Work request: Your answer should consist of the lines in the data below that contain "blue".
------------
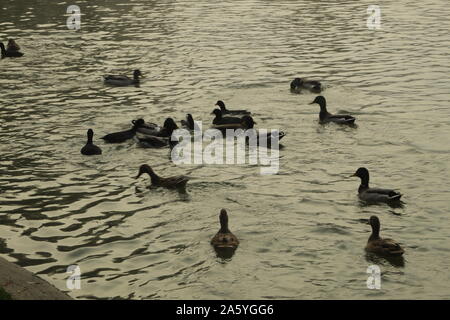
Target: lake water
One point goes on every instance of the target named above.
(302, 231)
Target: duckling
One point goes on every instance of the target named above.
(118, 137)
(385, 247)
(373, 194)
(121, 80)
(224, 110)
(326, 117)
(90, 148)
(176, 182)
(298, 84)
(9, 53)
(219, 119)
(224, 238)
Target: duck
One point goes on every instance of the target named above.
(9, 52)
(248, 124)
(121, 80)
(374, 194)
(224, 238)
(312, 85)
(122, 136)
(90, 148)
(220, 119)
(224, 110)
(326, 117)
(175, 182)
(380, 246)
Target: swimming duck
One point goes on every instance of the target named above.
(176, 182)
(248, 124)
(326, 117)
(90, 148)
(118, 137)
(9, 53)
(220, 119)
(298, 84)
(224, 238)
(385, 247)
(373, 194)
(121, 80)
(224, 110)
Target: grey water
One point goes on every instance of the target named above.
(302, 231)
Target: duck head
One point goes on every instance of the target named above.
(145, 168)
(320, 100)
(375, 224)
(90, 134)
(138, 123)
(363, 174)
(218, 113)
(136, 74)
(221, 105)
(223, 218)
(248, 122)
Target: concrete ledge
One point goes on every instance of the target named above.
(22, 284)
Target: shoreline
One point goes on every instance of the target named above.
(22, 284)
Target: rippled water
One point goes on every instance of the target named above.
(302, 231)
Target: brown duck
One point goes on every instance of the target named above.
(224, 238)
(376, 244)
(170, 182)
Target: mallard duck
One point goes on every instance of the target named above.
(176, 182)
(118, 137)
(375, 244)
(373, 194)
(220, 119)
(224, 110)
(224, 238)
(298, 84)
(9, 53)
(121, 80)
(326, 117)
(90, 148)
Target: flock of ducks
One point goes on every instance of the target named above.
(153, 136)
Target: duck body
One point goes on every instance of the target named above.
(90, 148)
(175, 182)
(326, 117)
(224, 238)
(380, 246)
(299, 84)
(221, 120)
(11, 53)
(225, 111)
(368, 194)
(122, 80)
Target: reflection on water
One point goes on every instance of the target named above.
(300, 231)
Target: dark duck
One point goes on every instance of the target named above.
(90, 148)
(298, 84)
(122, 80)
(326, 117)
(175, 182)
(13, 49)
(368, 194)
(380, 246)
(224, 110)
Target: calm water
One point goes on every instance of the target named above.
(302, 231)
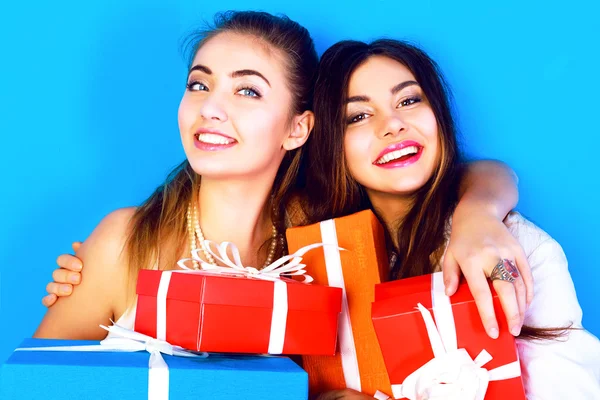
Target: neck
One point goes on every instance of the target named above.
(237, 212)
(392, 209)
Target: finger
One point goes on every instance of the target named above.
(70, 262)
(521, 295)
(508, 299)
(63, 289)
(451, 272)
(66, 276)
(478, 285)
(49, 300)
(525, 272)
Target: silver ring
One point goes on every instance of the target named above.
(505, 270)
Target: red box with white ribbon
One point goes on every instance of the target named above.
(435, 346)
(237, 312)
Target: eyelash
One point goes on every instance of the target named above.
(190, 87)
(352, 119)
(412, 100)
(252, 89)
(194, 83)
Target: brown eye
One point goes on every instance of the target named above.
(410, 101)
(357, 118)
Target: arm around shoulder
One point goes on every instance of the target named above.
(565, 367)
(103, 285)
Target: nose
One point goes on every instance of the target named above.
(212, 108)
(393, 126)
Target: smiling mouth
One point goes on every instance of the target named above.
(398, 155)
(214, 139)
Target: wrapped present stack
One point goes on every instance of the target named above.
(401, 339)
(180, 316)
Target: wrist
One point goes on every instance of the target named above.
(469, 205)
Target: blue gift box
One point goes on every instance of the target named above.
(100, 375)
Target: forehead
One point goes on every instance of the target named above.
(378, 73)
(228, 52)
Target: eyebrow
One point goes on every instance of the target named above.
(394, 90)
(248, 72)
(199, 67)
(234, 74)
(402, 85)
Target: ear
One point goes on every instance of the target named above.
(301, 128)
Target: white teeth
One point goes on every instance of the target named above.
(211, 138)
(396, 154)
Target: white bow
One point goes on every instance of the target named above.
(130, 341)
(452, 374)
(289, 265)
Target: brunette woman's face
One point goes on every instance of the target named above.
(391, 143)
(234, 117)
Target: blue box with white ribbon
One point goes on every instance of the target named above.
(73, 373)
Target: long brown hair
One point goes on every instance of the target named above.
(332, 191)
(158, 227)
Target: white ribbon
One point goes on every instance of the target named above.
(289, 265)
(452, 374)
(335, 276)
(286, 266)
(126, 340)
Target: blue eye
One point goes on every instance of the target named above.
(357, 118)
(197, 86)
(249, 92)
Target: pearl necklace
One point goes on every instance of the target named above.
(196, 235)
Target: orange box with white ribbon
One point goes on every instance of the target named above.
(356, 269)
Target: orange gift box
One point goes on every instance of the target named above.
(357, 268)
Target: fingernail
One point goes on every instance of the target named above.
(494, 333)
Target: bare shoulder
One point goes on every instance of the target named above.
(104, 282)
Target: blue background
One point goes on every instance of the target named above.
(90, 95)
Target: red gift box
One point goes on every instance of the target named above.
(407, 343)
(237, 314)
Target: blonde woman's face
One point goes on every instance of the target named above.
(391, 141)
(234, 115)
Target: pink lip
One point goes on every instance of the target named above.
(212, 146)
(400, 146)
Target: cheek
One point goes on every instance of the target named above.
------------
Written response:
Target: blue gift box
Target: blue box with white ribbon
Target: blue eye
Target: blue background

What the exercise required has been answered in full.